▸ **What this task involves**:
Below, locate the line that contains "pixel 53 567". Repeat exactly from that line to the line that contains "pixel 21 314", inclusive, leaving out the pictures.

▸ **Materials provided**:
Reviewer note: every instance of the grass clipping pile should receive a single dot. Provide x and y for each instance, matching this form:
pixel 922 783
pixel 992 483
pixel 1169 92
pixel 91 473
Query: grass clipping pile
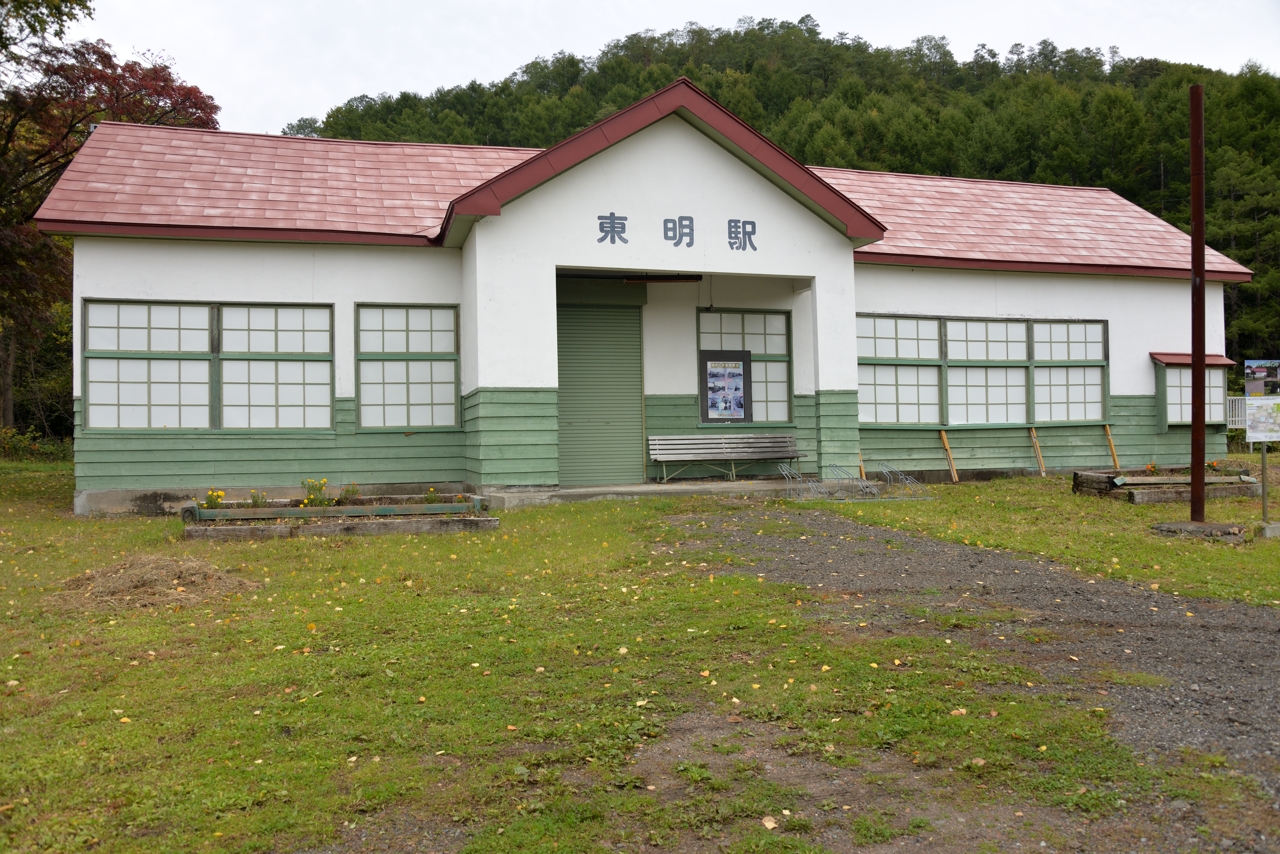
pixel 151 581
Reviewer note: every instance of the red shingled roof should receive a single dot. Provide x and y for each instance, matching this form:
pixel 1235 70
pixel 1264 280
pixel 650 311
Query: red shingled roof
pixel 173 182
pixel 1008 225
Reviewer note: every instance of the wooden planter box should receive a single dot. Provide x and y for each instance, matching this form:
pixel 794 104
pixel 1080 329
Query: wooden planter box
pixel 364 516
pixel 1137 487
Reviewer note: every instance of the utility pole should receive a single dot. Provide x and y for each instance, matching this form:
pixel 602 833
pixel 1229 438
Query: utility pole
pixel 1197 302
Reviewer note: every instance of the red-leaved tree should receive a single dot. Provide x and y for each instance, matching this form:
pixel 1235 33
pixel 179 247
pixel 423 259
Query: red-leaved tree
pixel 53 96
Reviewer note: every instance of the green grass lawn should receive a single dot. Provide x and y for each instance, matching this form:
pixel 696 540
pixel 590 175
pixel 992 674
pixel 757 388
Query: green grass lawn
pixel 469 674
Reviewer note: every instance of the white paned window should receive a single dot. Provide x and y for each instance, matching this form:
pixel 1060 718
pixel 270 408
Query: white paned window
pixel 407 330
pixel 268 329
pixel 147 393
pixel 763 334
pixel 133 327
pixel 759 333
pixel 897 337
pixel 771 392
pixel 1178 394
pixel 986 341
pixel 1075 342
pixel 1068 393
pixel 986 394
pixel 263 393
pixel 897 393
pixel 407 393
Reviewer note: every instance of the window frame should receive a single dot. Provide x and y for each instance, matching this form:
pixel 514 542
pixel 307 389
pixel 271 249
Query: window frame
pixel 1162 397
pixel 762 357
pixel 1029 364
pixel 456 357
pixel 215 359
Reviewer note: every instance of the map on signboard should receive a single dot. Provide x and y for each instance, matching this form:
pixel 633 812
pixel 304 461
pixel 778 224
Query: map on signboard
pixel 1262 419
pixel 1261 377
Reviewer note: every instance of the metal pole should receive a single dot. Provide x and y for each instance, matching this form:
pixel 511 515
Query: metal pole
pixel 1197 302
pixel 1265 520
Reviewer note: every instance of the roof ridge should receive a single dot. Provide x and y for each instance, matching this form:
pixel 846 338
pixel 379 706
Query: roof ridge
pixel 976 181
pixel 307 140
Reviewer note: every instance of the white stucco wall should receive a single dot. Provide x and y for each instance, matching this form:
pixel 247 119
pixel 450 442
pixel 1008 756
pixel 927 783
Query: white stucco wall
pixel 1144 315
pixel 274 273
pixel 664 172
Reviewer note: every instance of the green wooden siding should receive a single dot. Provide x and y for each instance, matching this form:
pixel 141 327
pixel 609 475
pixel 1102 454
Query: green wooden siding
pixel 1136 427
pixel 204 459
pixel 511 435
pixel 839 439
pixel 600 394
pixel 677 415
pixel 1133 428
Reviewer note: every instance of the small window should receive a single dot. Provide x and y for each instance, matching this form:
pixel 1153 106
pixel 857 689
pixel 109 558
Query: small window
pixel 1061 342
pixel 420 388
pixel 129 327
pixel 764 334
pixel 147 393
pixel 897 393
pixel 1066 393
pixel 1178 394
pixel 407 330
pixel 266 329
pixel 986 341
pixel 897 338
pixel 265 393
pixel 987 394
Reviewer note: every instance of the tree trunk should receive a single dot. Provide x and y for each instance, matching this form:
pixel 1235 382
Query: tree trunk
pixel 8 354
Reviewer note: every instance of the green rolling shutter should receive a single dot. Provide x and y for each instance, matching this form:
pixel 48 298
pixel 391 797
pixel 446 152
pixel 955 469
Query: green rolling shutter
pixel 600 396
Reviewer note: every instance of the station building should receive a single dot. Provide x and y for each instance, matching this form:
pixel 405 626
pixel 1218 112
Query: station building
pixel 254 310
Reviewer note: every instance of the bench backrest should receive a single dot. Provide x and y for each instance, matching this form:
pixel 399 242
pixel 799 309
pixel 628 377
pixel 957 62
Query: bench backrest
pixel 743 446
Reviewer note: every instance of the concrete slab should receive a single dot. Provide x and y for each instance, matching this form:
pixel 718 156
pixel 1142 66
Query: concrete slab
pixel 511 498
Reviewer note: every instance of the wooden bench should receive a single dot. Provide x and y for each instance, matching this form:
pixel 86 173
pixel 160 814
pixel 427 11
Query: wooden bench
pixel 721 448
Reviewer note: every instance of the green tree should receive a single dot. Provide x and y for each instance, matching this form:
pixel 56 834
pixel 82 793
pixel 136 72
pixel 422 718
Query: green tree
pixel 1041 113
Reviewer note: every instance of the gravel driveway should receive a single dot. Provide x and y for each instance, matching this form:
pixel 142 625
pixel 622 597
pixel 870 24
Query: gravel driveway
pixel 1216 665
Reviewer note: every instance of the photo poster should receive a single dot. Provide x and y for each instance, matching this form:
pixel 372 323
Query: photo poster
pixel 1262 419
pixel 726 386
pixel 1261 377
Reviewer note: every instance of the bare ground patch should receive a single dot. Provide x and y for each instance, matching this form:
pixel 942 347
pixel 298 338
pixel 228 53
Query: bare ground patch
pixel 150 581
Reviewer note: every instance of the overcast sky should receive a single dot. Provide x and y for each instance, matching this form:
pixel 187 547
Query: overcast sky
pixel 269 62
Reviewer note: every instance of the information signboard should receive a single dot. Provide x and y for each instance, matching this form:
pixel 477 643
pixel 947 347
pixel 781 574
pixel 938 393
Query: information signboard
pixel 1262 419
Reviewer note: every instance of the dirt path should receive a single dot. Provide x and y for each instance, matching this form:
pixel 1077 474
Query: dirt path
pixel 1176 672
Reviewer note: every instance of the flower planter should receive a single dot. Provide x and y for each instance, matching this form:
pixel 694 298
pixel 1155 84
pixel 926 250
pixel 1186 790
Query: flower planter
pixel 362 516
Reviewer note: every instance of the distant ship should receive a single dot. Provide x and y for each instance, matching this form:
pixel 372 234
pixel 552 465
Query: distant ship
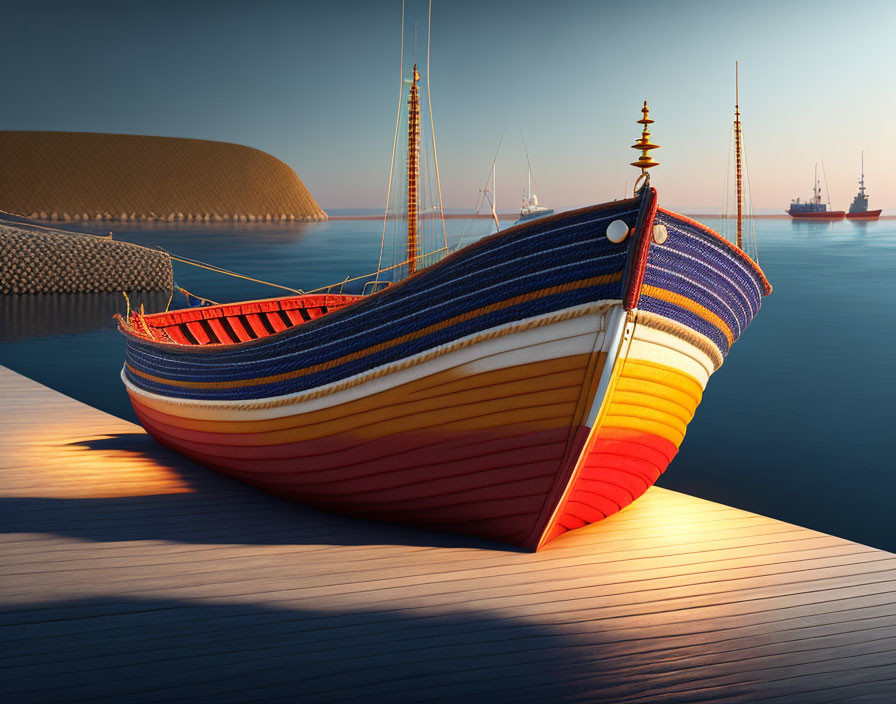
pixel 859 208
pixel 815 209
pixel 531 209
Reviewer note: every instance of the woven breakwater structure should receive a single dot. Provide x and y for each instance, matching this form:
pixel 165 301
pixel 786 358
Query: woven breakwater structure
pixel 34 261
pixel 78 176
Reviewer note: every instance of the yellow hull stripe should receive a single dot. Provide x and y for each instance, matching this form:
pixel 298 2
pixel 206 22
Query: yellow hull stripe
pixel 653 399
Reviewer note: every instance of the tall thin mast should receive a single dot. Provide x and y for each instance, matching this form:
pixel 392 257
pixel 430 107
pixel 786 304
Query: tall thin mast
pixel 739 174
pixel 862 179
pixel 413 171
pixel 816 188
pixel 494 196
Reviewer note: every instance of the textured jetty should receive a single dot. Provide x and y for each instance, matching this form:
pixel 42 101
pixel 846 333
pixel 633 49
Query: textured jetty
pixel 94 176
pixel 38 261
pixel 129 573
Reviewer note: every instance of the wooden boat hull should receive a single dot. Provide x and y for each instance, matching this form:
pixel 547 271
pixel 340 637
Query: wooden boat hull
pixel 529 384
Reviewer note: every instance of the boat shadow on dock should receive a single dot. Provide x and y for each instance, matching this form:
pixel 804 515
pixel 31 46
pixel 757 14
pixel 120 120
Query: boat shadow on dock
pixel 198 506
pixel 132 574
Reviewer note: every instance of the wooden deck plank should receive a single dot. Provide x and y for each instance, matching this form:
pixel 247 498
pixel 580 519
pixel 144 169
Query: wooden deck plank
pixel 126 572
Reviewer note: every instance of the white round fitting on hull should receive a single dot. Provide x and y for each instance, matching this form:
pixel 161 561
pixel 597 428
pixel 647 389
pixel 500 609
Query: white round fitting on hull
pixel 617 231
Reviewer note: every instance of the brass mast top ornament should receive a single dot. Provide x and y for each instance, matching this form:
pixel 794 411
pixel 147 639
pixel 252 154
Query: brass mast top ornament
pixel 644 162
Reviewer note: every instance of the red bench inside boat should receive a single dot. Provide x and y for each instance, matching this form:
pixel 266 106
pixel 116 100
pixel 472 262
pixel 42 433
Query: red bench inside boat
pixel 231 323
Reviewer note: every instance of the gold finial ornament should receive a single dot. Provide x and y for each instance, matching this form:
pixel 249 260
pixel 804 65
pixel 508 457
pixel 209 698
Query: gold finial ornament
pixel 645 162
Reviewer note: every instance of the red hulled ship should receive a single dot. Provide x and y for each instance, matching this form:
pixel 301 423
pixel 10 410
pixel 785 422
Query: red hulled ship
pixel 859 208
pixel 814 209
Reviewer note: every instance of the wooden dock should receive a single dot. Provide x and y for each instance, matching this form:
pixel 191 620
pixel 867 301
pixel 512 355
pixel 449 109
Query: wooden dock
pixel 130 574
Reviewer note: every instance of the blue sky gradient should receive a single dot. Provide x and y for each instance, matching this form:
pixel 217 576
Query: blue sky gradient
pixel 316 84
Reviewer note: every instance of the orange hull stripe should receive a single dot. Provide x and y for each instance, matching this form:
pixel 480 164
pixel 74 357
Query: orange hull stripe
pixel 441 390
pixel 695 308
pixel 274 378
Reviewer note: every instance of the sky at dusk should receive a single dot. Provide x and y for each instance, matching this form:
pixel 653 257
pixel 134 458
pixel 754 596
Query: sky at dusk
pixel 316 85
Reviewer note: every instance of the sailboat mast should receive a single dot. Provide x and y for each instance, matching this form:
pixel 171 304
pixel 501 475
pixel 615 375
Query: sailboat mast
pixel 413 171
pixel 739 174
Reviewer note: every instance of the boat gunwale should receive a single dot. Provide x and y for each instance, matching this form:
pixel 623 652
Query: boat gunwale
pixel 131 332
pixel 746 258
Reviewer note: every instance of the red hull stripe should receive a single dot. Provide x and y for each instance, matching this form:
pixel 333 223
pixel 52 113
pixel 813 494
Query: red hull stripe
pixel 499 495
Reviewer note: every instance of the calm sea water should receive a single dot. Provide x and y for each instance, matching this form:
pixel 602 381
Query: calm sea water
pixel 796 424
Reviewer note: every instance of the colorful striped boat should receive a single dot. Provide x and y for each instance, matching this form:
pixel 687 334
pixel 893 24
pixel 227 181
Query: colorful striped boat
pixel 526 385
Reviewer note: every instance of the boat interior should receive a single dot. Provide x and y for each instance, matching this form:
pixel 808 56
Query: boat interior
pixel 235 322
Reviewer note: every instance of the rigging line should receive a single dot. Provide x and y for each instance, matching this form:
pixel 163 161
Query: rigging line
pixel 528 161
pixel 482 191
pixel 394 138
pixel 219 270
pixel 432 127
pixel 726 208
pixel 750 200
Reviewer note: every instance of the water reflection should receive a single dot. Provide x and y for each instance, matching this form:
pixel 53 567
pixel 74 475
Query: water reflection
pixel 48 314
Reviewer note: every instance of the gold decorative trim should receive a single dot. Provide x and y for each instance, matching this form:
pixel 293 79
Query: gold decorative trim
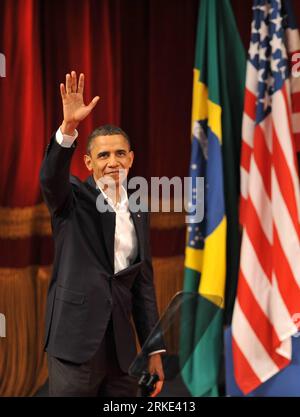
pixel 23 222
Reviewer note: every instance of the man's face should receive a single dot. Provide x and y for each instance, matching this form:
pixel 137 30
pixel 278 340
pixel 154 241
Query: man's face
pixel 109 155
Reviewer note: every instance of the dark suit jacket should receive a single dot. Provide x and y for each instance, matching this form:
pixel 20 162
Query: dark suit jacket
pixel 84 291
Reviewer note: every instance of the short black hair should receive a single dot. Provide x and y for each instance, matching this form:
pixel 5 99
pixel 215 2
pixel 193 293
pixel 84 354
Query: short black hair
pixel 105 130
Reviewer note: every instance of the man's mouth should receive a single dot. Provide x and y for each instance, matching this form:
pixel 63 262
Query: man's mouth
pixel 112 172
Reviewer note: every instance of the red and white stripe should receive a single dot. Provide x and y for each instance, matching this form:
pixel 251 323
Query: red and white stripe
pixel 269 278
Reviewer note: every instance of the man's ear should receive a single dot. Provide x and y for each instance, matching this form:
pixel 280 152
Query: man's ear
pixel 88 162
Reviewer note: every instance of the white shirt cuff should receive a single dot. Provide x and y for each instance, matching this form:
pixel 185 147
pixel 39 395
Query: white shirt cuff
pixel 66 141
pixel 157 351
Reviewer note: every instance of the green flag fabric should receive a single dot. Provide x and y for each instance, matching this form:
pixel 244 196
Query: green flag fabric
pixel 216 125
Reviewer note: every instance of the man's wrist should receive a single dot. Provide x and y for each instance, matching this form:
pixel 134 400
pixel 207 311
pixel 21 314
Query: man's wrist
pixel 68 128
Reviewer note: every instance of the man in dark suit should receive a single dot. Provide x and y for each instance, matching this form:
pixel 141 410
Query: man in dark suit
pixel 102 273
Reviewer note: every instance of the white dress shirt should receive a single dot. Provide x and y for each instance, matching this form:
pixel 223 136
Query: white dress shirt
pixel 126 245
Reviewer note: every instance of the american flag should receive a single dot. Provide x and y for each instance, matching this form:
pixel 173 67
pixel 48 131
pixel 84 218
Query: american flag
pixel 268 296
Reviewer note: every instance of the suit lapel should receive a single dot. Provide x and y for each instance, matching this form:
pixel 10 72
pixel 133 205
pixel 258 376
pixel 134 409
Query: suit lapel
pixel 138 224
pixel 107 224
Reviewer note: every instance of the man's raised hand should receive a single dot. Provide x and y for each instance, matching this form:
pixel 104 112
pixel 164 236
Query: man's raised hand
pixel 73 105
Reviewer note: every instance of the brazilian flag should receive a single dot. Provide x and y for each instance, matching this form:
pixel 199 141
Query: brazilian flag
pixel 219 81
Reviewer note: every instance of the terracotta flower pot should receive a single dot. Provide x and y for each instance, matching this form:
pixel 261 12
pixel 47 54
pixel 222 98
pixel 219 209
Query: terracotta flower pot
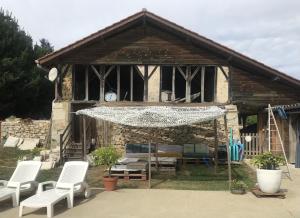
pixel 110 183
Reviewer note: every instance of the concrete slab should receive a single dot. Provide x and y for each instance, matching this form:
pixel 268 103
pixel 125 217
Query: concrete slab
pixel 134 203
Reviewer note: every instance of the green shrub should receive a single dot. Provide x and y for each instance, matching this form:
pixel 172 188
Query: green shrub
pixel 267 161
pixel 238 185
pixel 107 156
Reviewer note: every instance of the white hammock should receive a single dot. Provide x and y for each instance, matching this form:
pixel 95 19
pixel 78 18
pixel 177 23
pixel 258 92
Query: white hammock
pixel 154 116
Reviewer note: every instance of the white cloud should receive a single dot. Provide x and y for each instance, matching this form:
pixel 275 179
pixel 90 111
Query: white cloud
pixel 268 31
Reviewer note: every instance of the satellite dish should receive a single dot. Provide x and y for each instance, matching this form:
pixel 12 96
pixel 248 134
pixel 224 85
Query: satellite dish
pixel 52 74
pixel 248 138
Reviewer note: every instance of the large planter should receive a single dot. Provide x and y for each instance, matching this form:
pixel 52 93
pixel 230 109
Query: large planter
pixel 269 181
pixel 110 183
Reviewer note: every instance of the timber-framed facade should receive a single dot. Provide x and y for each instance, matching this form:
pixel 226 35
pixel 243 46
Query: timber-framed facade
pixel 145 59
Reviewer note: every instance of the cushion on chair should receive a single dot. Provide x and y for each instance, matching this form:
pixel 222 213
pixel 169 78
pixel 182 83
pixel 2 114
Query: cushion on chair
pixel 11 142
pixel 188 148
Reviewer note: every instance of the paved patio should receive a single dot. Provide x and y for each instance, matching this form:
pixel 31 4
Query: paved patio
pixel 131 203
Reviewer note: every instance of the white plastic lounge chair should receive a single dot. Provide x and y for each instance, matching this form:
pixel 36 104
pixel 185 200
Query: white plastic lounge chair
pixel 70 182
pixel 22 180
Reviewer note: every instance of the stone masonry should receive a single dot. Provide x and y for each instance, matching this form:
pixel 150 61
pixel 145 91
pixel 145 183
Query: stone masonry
pixel 25 129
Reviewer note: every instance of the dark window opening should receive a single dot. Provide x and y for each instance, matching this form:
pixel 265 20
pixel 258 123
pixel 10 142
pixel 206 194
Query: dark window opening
pixel 138 86
pixel 79 82
pixel 111 81
pixel 94 86
pixel 179 84
pixel 209 84
pixel 124 83
pixel 196 85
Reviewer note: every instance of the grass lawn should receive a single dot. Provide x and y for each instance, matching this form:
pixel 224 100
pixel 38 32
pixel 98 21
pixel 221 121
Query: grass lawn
pixel 189 177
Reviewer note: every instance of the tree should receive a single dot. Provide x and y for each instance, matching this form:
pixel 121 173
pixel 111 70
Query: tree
pixel 24 91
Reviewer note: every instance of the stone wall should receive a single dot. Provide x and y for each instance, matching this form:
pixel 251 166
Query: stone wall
pixel 25 129
pixel 60 120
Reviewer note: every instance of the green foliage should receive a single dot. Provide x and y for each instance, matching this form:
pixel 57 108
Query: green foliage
pixel 107 156
pixel 24 91
pixel 238 185
pixel 267 161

▸ **Written answer**:
pixel 53 567
pixel 74 475
Query: water reflection
pixel 48 314
Reviewer note: every instance of the gold decorative trim should receive a single dot. Provide x and y for each instance, matching this form:
pixel 293 79
Query: gold decorative trim
pixel 23 222
Reviewer note: every instance of the man's face should receive a single dot. Provide x and y for each instance, matching this form:
pixel 137 30
pixel 278 340
pixel 154 241
Query: man's face
pixel 109 155
Reviewer note: every instance of the dark suit jacket should receive a single dot. Provide x and y for each instance, matching this form:
pixel 20 162
Query: dark suit jacket
pixel 84 291
Reviewer note: every instance of the short black hair should receive a single dot. Provide x and y for each instance, matching this form:
pixel 5 99
pixel 215 2
pixel 193 293
pixel 84 354
Query: short black hair
pixel 105 130
Reviewer note: every instance of the man's mouth should receive a single dot. Provide x and y for each instance, matching this form:
pixel 63 262
Query: man's mouth
pixel 112 172
Reviewer note: every instance of the red and white stripe should receive a single dot. Provide x and y for each instance, matching this form:
pixel 251 323
Query: red and white stripe
pixel 269 278
Reviewer note: every instance of the man's ear should receive a single dot. Provide x and y for each instance, matching this form:
pixel 280 152
Query: man's ear
pixel 88 162
Reviewer note: every instance of the white shirt cuff should receive a single dot. Provide x and y for each instance, matching this form:
pixel 185 147
pixel 39 395
Query: white shirt cuff
pixel 66 141
pixel 157 351
Reviewer note: every instance of the green flag fabric should receive a single dot. Provide x and y for each instance, matching this form:
pixel 244 196
Query: green flag fabric
pixel 216 125
Reviewer note: every instance of the man's wrist should receive a single dot. Provide x and y for each instance, matching this form:
pixel 134 400
pixel 207 311
pixel 21 314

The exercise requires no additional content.